### PASSAGE GIVEN
· · · · ·
The front portion of the flat jet nozzle consists of a spherical cap having its center coincident with the axis of said blind hole, said spherical cap having a rearward extension in the form of a taper beyond the half-planes of said dihedron.
The method of improving the hydrostatic atomization by means of two sheets of compressed air driving and wrapping the paint jet issuing from the flat jet nozzle is not sufficient, by itself, for producing a satisfactory pneumatic atomization. The jets of compressed air impinging on the frustoconical surface of the nozzle form producing the fan-shaped jets associated with the paint jet are not powerful enough and have no suitable mode of action. Nevertheless, they are maintained in the method of this invention on account of their wrapping action which prevents the backflow of paint particles towards the nozzle and the air jet head, this protecting the latter from premature soiling.
With the spray nozzle thus protected, the paint jet is atomized by using jets of compressed air impinging directly on said paint sheet issuing from the nozzle.
Consequently, the method of this invention consists in utilizing a flat jet of paint under a pressure of 1 to 5 bars, in combination with two systems of compressed air jets; one compressed air jet system being regarded as the indirect jet system and consisting of two sheets parallel to the fan-shaped paint jet issuing from the nozzle while wrapping same, end the other compressed air jet system is caused to strike the paint jet directly as it emerges from the nozzle and has a power sufficient to atomize the paint while assisting of course the first jet system for constituting therewith the final jet consisting of a mixture of air and atomized paint.
The above-described method is attended by the following advantages:
(1) The low paint pressure facilitates greatly the spray gun feed which may be obtained either by using a simple pneumatic pump operating at a input-output ratio of 1:1 or using a pressurized reservoir, or alternatively by picking up the paint feed from a paint distributor. In this last case, the paint is supplied under a pressure above 4 bars.
(2) The low paint pressure permits of utilizing "flat sheet nozzles" of relatively large cross-sectional passage area, thus avoiding the clogging and premature wear thereof.
· · · · ·
### DATA LINES

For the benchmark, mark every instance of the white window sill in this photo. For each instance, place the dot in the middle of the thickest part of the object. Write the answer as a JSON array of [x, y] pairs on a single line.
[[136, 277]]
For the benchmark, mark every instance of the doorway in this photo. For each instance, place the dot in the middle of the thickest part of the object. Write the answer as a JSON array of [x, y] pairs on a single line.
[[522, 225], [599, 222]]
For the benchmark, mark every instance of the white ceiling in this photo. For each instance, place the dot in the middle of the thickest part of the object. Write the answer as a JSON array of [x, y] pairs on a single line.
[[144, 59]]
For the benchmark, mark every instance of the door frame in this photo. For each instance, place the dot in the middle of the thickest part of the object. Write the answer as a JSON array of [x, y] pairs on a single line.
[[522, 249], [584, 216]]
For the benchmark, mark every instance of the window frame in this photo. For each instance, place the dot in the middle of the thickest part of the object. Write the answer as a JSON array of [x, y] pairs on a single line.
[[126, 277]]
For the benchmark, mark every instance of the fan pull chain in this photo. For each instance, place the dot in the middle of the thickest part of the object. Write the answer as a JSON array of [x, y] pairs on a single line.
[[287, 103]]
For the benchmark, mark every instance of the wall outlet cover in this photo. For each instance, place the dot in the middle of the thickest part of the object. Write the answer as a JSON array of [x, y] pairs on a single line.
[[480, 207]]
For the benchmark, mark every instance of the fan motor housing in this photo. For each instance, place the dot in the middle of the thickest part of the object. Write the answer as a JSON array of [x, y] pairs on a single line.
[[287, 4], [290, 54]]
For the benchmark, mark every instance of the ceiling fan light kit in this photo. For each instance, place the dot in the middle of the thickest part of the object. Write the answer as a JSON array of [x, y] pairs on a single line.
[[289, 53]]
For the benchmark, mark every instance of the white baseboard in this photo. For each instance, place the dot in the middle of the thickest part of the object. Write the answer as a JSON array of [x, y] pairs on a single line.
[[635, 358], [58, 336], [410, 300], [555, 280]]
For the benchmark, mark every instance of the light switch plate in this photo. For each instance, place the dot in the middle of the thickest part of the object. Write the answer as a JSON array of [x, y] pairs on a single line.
· · · · ·
### PROBLEMS TO WORK ON
**1.** Find each line of the records containing the string "white", and copy those lines.
**2.** Write the next part of the passage on the paint spraying method, picking up after its final sentence.
The records bear no relation to the passage on the paint spraying method.

### EXPECTED ANSWERS
**1.**
For the benchmark, mark every instance of the white window sill in this photo. For each instance, place the dot in the middle of the thickest part of the object. Write the answer as a JSON array of [x, y] pairs on a single line.
For the benchmark, mark every instance of the white ceiling in this photo. For each instance, place the dot in the middle of the thickest part of the object. Write the answer as a JSON array of [x, y] pairs on a single line.
For the benchmark, mark every instance of the white baseboard in this photo. For each instance, place the dot in the middle of the thickest part of the object. Write the answer as a JSON array of [x, y] pairs on a single line.

**2.**
(3) The high paint pressures hazardous to the operators are safely eliminated, for it is known that a jet of paint under high pressure is always likely to cause paint to be injected through the skin.
(4) The compressed air consumption is reduced to one-fourth or even less of the normal consumption of a pneumatic spray gun, thus reducing the cost of installing the air compressor and at the same time the power consumption.
(5) The low power of the jet of atomized paint ensures a maximum efficiency of the paint deposit formed on the article to be painted and a minimum dispersions of paint particles not deposited in the atomsphere of the paint room; the latter may be provided with a weaker ventilation system, which also means a lesser cost for heating the ventilation air.
The pneumatic paint atomization spray gun for carrying out the method of this invention is characterized in that it comprises a "flat jet" paint atomizing nozzle of the type utilized in paint spray guns operating according to the hydrostatic atomization principle but having considerably larger nozzle orifices, vent holes for compressed air jets formed symmetrically in relation to the flat jet of paint directed towards the front frustoconical surface of the paint atomizing nozzle and widening thereon to produce fan-like jets of compressed air surrounding and accompanying the paint jet, and other vent holes for additional compressed air jets disposed symmetrically to the flat paint jet and directed towards said flat paint jet for atomizing same.
The pressure of the atomizing compressed air is of the order of 1 to 4 bars, and preferably of the order of 3 bars, and its output is of the order of 3 to 9 cubic meters per hour, and preferably of the order of 4 cubic meters per hour.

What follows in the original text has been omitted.